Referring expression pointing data

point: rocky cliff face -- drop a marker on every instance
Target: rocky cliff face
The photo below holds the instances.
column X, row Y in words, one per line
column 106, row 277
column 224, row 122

§ What is required
From the first line to the last, retype the data exactly.

§ Reply to the task
point: rocky cliff face -- drop a marker on every instance
Target: rocky cliff face
The photo below holds the instances.
column X, row Y in words, one per line
column 106, row 277
column 224, row 122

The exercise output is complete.